**Document extract**
The glorious and the gory coexist, engineered by imbalances. Marie Louise Burke, a meticulous scholar who has given us a vast account of Swamiji’s life in the US, and Perry Anderson from California, who rubbishes the very identity of India as a nation—both embody one of Vivekananda’s tenets: ‘The very basis of our being is contradiction, … everywhere we have to move through the tremendous contradiction, that wherever there is good, there must also be evil, and wherever there is evil, there must be some good, wherever there is life, death must follow as its shadow, and everyone who smiles will have to weep, and vice versa. Nor can this state of things be remedied.’4


Concerning this inextricable duality, one can also cite the paradox of Chicago: the city that was the centre of Vivekananda’s emergence as a world prophet has also the University of Chicago, which publishes some of the most offensive books on Hinduism, particularly on Tantra. But then, the University of Chicago has now a Vivekananda Chair! Therefore we have to accept all this with Vivekananda’s philosophy of practical life: every challenge is a choice, a channel to harness what is enriching, not enfeebling to our being.


The context now is the enthusiastic, often euphoric, response to Vivekananda. Enthusiasm that goes to the extent of dressing up selected youngsters like so many modern Vivekanandas! Of course, some scholars shy to write about him directly, others feel so overpowered that they bring out studies, individual or anthologies, without little concern for editing. Invariably, the emotions of reverence far outweigh analyses of relevance and its pragmatic potential. In short, we have jesting Pilates as also jeering debaters—debating without understanding.


But one very important present-day ‘change’ is to shed the usual, unexamined, load of adherence to the Western—mostly Euro-American—paradigms of human development. Once we regretted the word, and plight of, ‘untouchables’. Now we adopted, some scholars feel, a strange ethic: studies from the hermeneutics of the West are ‘untouchables’, you cannot even touch them to know whether they really exist or are mere ‘phantoms of the tell-tale brain’—in the catchy words of neurologist V S Ramachandran’s books—constructed as universally valid frames of irrefutable relevance to all cultures and societies. In essence, the hermeneutics is like Caesar, impeccable above any questioning or suspicion.


We seem, however, to have woken up to these recurrent assumptions that pass as ‘truths’. In his essay in the Economic and Political Weekly, ‘The Challenges to the Social Sciences in the 21st Century: Some Perspectives from the South’, Aditya Mukherjee has noted the paradox that ‘when the various disciplines of the human and social sciences, such as history, economics and political science evolved in the 19th and early 20th centuries, much of the present developing world was under colonial rule and European ideological hegemony held sway in most of the world. The human and social sciences in this period remained largely Eurocentric.’5 This ended, it seems, with World War I.

**Records shown**
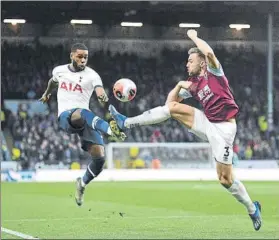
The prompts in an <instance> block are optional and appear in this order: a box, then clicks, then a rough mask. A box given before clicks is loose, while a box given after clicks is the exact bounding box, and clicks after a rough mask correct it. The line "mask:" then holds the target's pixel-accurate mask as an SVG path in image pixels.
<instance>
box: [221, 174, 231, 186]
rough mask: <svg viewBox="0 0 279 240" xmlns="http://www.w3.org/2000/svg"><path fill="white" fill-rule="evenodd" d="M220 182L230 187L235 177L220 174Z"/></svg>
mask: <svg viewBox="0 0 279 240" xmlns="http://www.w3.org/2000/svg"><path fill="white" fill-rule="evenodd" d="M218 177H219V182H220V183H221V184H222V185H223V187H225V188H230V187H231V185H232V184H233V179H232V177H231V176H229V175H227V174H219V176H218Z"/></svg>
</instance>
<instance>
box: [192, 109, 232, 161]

...

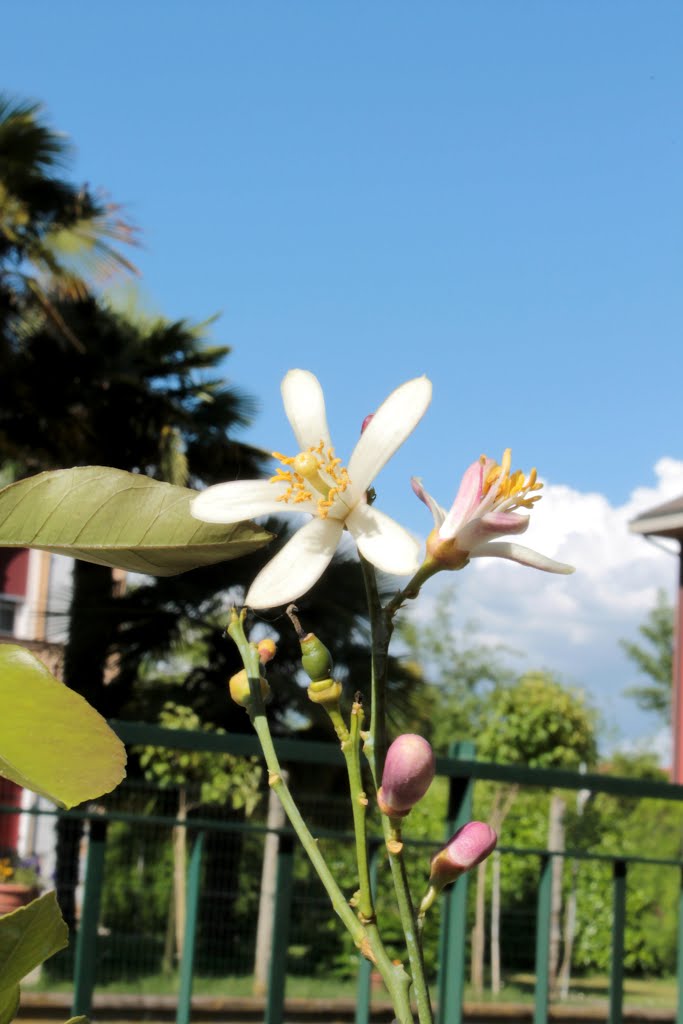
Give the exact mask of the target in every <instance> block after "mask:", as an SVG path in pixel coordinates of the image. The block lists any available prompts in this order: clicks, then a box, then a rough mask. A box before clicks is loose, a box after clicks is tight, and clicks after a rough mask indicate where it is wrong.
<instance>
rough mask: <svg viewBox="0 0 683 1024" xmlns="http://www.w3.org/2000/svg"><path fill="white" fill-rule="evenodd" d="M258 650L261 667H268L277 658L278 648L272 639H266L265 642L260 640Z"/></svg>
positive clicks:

---

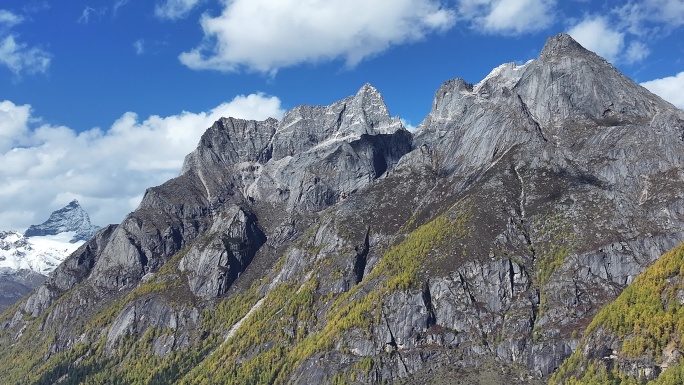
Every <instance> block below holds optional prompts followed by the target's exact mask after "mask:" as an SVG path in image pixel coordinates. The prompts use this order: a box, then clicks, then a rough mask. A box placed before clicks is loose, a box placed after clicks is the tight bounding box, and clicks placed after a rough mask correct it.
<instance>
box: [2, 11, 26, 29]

**Exercises**
A - In the essay on Vivekananda, what does the University of Chicago now have?
B - Repeat the passage of the essay on Vivekananda between "But one very" and "questioning or suspicion.", inclusive.
C - Condense the paragraph of the essay on Vivekananda that begins "We seem, however" into a short bulleted list that keeps its main facts.
The listing plays no part in what comes next.

**Activity answers**
A - A Vivekananda Chair.

B -
But one very important present-day ‘change’ is to shed the usual, unexamined, load of adherence to the Western—mostly Euro-American—paradigms of human development. Once we regretted the word, and plight of, ‘untouchables’. Now we adopted, some scholars feel, a strange ethic: studies from the hermeneutics of the West are ‘untouchables’, you cannot even touch them to know whether they really exist or are mere ‘phantoms of the tell-tale brain’—in the catchy words of neurologist V S Ramachandran’s books—constructed as universally valid frames of irrefutable relevance to all cultures and societies. In essence, the hermeneutics is like Caesar, impeccable above any questioning or suspicion.

C -
- We seem to have woken up to recurrent assumptions that pass as "truths."
- In an Economic and Political Weekly essay, "The Challenges to the Social Sciences in the 21st Century: Some Perspectives from the South," Aditya Mukherjee noted a paradox.
- When the human and social sciences, such as history, economics and political science, evolved in the 19th and early 20th centuries, much of today's developing world was under colonial rule and European ideological hegemony prevailed.
- In that period these sciences remained largely Eurocentric.
- This apparently ended with World War I.